Source excerpt:
__________

From Athens, Joanna Kakissis reports.


Sound of bouncing basketball

Joanna Kakissis: Mike Batiste watches as a teammate shoots baskets before practice. Batiste is from Long Beach, Calif., and he plays for Panathinaikos. It’s the most successful basketball team in Greece and one of the best in Europe. Batiste played a season in 2002 with the Memphis Grizzlies. The following year, Panathinaikos came calling. They offered him $3 million and said they would pay his income taxes. The NBA never did that.

Mike Batiste: They give you an apartment, a car, so in the end, it kind of makes sense for a player of my caliber to be here, and play basketball.

But other top foreign players are leaving the country. Greece’s other major basketball team is Olympiakos from the city of Piraeus. It lost two of its big foreign stars to the NBA this summer. Josh Childress joined the Phoenix Suns and Linas Kleiza went to the Toronto Raptors.

The teams don’t have the cash to make big offers, says George Georgakopoulos, a sports writer at the Greek newspaper Kathimerini.

George Georgakopoulos: They have decided not to go after major names in the market, as opposed to what they used to do until last summer.

Since then, Greece has fallen into a deep recession caused by a massive debt crisis. The government has raised taxes. The rate for athletes making more than about $130,000 has shot up from 21 percent to 45. Most teams can no long cover those taxes, says Alex Politis, a player agent in Athens. He says average salaries for foreign players have dropped by as much as 70 percent.

__________

Given data:
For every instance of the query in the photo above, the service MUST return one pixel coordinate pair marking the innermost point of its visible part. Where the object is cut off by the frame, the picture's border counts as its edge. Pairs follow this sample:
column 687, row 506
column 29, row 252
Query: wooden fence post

__________

What you have to do:
According to the report on Greek basketball, why does Mike Batiste think it "kind of makes sense" for a player of his caliber to play in Greece? Answer in one to three sentences.

The result:
Panathinaikos offered him $3 million and said it would pay his income taxes, something the NBA never did. The team also gives him an apartment and a car.